[Tasks to perform]
[a] Translate the sentence "At the end of this training, there will be a mock exercise." from the article on the campus disaster training into Spanish.
[b] Duplicate the article on the campus disaster training word for word from "On Nov. 15-17, Campus" to "skills and strategies.".

[Text provided]

----

On Nov. 15-17, Campus Public Safety will be providing a three-day class to train and teach students how to react and help others in times of disasters and public distress.
For this upcoming training, the Costa Mesa Fire Department along with the Costa Mesa Police Department will be volunteering to help students learn life-saving skills and strategies.
During this first session, the Costa Mesa Fire Department will assist students in a hands-on fire exercise. According to Corona, students will have an opportunity to put out an active fire to obtain the most realistic experience possible.
At the end of this training, there will be a mock exercise. Students will get to practice different types of disasters with teams throughout a building on campus. They will get to work together and debrief what they have learned by putting into action their newly learned tools and strategies.
Gabriel Corona, the Assistant Director of Campus Public Safety, came up with the idea of having this training offered to students and staff.
“If students really want to help the community, this is the way to do it. It can help them anywhere,” Corona said.
This course counts as community service hours for students, and they can earn up to 20 hours. According to Corona, he hopes to eventually offer students training for EMT and plans to do fundraising for it.

----

[Data for analysis]

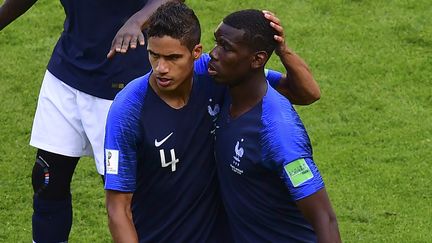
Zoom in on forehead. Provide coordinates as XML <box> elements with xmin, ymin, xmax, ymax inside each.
<box><xmin>215</xmin><ymin>22</ymin><xmax>246</xmax><ymax>44</ymax></box>
<box><xmin>147</xmin><ymin>35</ymin><xmax>189</xmax><ymax>55</ymax></box>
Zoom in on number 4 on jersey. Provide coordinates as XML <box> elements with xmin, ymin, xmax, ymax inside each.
<box><xmin>159</xmin><ymin>149</ymin><xmax>179</xmax><ymax>172</ymax></box>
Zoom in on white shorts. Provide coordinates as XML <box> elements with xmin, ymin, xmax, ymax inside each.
<box><xmin>30</xmin><ymin>70</ymin><xmax>112</xmax><ymax>175</ymax></box>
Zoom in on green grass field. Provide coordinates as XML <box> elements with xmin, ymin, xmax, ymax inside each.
<box><xmin>0</xmin><ymin>0</ymin><xmax>432</xmax><ymax>242</ymax></box>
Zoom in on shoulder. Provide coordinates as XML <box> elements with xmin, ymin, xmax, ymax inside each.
<box><xmin>108</xmin><ymin>74</ymin><xmax>149</xmax><ymax>119</ymax></box>
<box><xmin>194</xmin><ymin>53</ymin><xmax>211</xmax><ymax>75</ymax></box>
<box><xmin>262</xmin><ymin>85</ymin><xmax>302</xmax><ymax>127</ymax></box>
<box><xmin>261</xmin><ymin>86</ymin><xmax>312</xmax><ymax>161</ymax></box>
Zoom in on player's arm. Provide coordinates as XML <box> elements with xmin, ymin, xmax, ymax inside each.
<box><xmin>263</xmin><ymin>10</ymin><xmax>321</xmax><ymax>105</ymax></box>
<box><xmin>107</xmin><ymin>0</ymin><xmax>184</xmax><ymax>58</ymax></box>
<box><xmin>296</xmin><ymin>188</ymin><xmax>341</xmax><ymax>243</ymax></box>
<box><xmin>105</xmin><ymin>190</ymin><xmax>138</xmax><ymax>243</ymax></box>
<box><xmin>0</xmin><ymin>0</ymin><xmax>37</xmax><ymax>30</ymax></box>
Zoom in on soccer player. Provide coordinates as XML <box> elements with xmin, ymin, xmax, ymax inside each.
<box><xmin>0</xmin><ymin>0</ymin><xmax>181</xmax><ymax>243</ymax></box>
<box><xmin>208</xmin><ymin>10</ymin><xmax>340</xmax><ymax>242</ymax></box>
<box><xmin>105</xmin><ymin>3</ymin><xmax>316</xmax><ymax>242</ymax></box>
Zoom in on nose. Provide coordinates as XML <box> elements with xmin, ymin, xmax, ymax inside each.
<box><xmin>209</xmin><ymin>46</ymin><xmax>218</xmax><ymax>61</ymax></box>
<box><xmin>156</xmin><ymin>58</ymin><xmax>169</xmax><ymax>73</ymax></box>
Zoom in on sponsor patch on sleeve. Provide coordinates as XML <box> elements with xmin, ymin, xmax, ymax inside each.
<box><xmin>284</xmin><ymin>159</ymin><xmax>313</xmax><ymax>187</ymax></box>
<box><xmin>105</xmin><ymin>149</ymin><xmax>119</xmax><ymax>175</ymax></box>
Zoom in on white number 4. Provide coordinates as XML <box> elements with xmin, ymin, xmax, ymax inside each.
<box><xmin>159</xmin><ymin>149</ymin><xmax>179</xmax><ymax>172</ymax></box>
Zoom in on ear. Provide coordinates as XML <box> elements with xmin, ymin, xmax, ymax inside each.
<box><xmin>251</xmin><ymin>51</ymin><xmax>269</xmax><ymax>69</ymax></box>
<box><xmin>192</xmin><ymin>43</ymin><xmax>202</xmax><ymax>60</ymax></box>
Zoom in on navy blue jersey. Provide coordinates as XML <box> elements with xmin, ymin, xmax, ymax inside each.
<box><xmin>215</xmin><ymin>83</ymin><xmax>324</xmax><ymax>242</ymax></box>
<box><xmin>105</xmin><ymin>59</ymin><xmax>229</xmax><ymax>242</ymax></box>
<box><xmin>48</xmin><ymin>0</ymin><xmax>151</xmax><ymax>99</ymax></box>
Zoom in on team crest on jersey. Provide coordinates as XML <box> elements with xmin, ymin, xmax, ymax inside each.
<box><xmin>105</xmin><ymin>149</ymin><xmax>119</xmax><ymax>175</ymax></box>
<box><xmin>207</xmin><ymin>99</ymin><xmax>220</xmax><ymax>117</ymax></box>
<box><xmin>230</xmin><ymin>138</ymin><xmax>244</xmax><ymax>175</ymax></box>
<box><xmin>207</xmin><ymin>99</ymin><xmax>220</xmax><ymax>135</ymax></box>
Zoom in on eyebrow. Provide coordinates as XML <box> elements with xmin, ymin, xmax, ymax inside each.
<box><xmin>147</xmin><ymin>49</ymin><xmax>183</xmax><ymax>58</ymax></box>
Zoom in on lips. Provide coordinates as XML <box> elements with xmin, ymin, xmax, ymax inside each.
<box><xmin>156</xmin><ymin>77</ymin><xmax>172</xmax><ymax>87</ymax></box>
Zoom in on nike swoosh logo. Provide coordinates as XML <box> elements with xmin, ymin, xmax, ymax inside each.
<box><xmin>155</xmin><ymin>132</ymin><xmax>174</xmax><ymax>148</ymax></box>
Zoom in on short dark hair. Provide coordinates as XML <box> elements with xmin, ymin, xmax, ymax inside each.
<box><xmin>147</xmin><ymin>1</ymin><xmax>201</xmax><ymax>50</ymax></box>
<box><xmin>223</xmin><ymin>9</ymin><xmax>277</xmax><ymax>56</ymax></box>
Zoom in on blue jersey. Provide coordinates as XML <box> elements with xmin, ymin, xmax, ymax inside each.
<box><xmin>105</xmin><ymin>58</ymin><xmax>229</xmax><ymax>242</ymax></box>
<box><xmin>48</xmin><ymin>0</ymin><xmax>151</xmax><ymax>99</ymax></box>
<box><xmin>215</xmin><ymin>83</ymin><xmax>324</xmax><ymax>242</ymax></box>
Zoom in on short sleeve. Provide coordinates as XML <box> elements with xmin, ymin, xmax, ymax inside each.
<box><xmin>262</xmin><ymin>86</ymin><xmax>324</xmax><ymax>200</ymax></box>
<box><xmin>105</xmin><ymin>78</ymin><xmax>147</xmax><ymax>192</ymax></box>
<box><xmin>264</xmin><ymin>69</ymin><xmax>283</xmax><ymax>88</ymax></box>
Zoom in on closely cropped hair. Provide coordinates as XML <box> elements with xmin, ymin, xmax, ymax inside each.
<box><xmin>223</xmin><ymin>9</ymin><xmax>277</xmax><ymax>56</ymax></box>
<box><xmin>147</xmin><ymin>1</ymin><xmax>201</xmax><ymax>51</ymax></box>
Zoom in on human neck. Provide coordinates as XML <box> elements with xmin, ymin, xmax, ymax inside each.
<box><xmin>150</xmin><ymin>75</ymin><xmax>193</xmax><ymax>109</ymax></box>
<box><xmin>229</xmin><ymin>69</ymin><xmax>267</xmax><ymax>118</ymax></box>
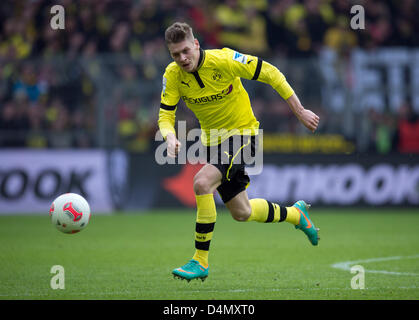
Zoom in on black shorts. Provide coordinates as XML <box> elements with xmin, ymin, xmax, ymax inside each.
<box><xmin>206</xmin><ymin>136</ymin><xmax>258</xmax><ymax>203</ymax></box>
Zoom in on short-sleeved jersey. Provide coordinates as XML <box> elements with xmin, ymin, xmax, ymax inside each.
<box><xmin>159</xmin><ymin>48</ymin><xmax>293</xmax><ymax>146</ymax></box>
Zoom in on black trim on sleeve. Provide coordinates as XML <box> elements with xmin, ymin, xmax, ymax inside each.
<box><xmin>252</xmin><ymin>58</ymin><xmax>263</xmax><ymax>80</ymax></box>
<box><xmin>160</xmin><ymin>103</ymin><xmax>177</xmax><ymax>111</ymax></box>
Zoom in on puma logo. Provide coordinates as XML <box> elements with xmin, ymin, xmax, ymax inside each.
<box><xmin>180</xmin><ymin>80</ymin><xmax>191</xmax><ymax>88</ymax></box>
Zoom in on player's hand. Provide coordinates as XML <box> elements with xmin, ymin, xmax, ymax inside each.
<box><xmin>166</xmin><ymin>133</ymin><xmax>182</xmax><ymax>158</ymax></box>
<box><xmin>298</xmin><ymin>109</ymin><xmax>320</xmax><ymax>132</ymax></box>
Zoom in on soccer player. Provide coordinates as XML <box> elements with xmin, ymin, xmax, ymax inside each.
<box><xmin>158</xmin><ymin>22</ymin><xmax>319</xmax><ymax>281</ymax></box>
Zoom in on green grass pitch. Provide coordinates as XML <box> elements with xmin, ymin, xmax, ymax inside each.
<box><xmin>0</xmin><ymin>208</ymin><xmax>419</xmax><ymax>300</ymax></box>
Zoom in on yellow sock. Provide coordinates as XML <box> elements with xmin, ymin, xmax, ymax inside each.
<box><xmin>192</xmin><ymin>193</ymin><xmax>217</xmax><ymax>267</ymax></box>
<box><xmin>247</xmin><ymin>199</ymin><xmax>286</xmax><ymax>222</ymax></box>
<box><xmin>247</xmin><ymin>199</ymin><xmax>300</xmax><ymax>225</ymax></box>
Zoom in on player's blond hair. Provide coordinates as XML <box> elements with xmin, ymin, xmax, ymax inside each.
<box><xmin>164</xmin><ymin>22</ymin><xmax>194</xmax><ymax>44</ymax></box>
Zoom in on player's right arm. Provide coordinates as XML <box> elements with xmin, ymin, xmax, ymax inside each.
<box><xmin>158</xmin><ymin>64</ymin><xmax>181</xmax><ymax>158</ymax></box>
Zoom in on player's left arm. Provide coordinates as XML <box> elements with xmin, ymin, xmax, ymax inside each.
<box><xmin>224</xmin><ymin>48</ymin><xmax>320</xmax><ymax>132</ymax></box>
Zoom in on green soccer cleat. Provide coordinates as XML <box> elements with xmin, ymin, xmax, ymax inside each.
<box><xmin>172</xmin><ymin>259</ymin><xmax>209</xmax><ymax>282</ymax></box>
<box><xmin>293</xmin><ymin>200</ymin><xmax>320</xmax><ymax>246</ymax></box>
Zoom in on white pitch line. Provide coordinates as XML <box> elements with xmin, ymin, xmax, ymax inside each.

----

[Your written answers]
[a] Al final de esta capacitación, habrá un simulacro.

[b]
On Nov. 15-17, Campus Public Safety will be providing a three-day class to train and teach students how to react and help others in times of disasters and public distress.
For this upcoming training, the Costa Mesa Fire Department along with the Costa Mesa Police Department will be volunteering to help students learn life-saving skills and strategies.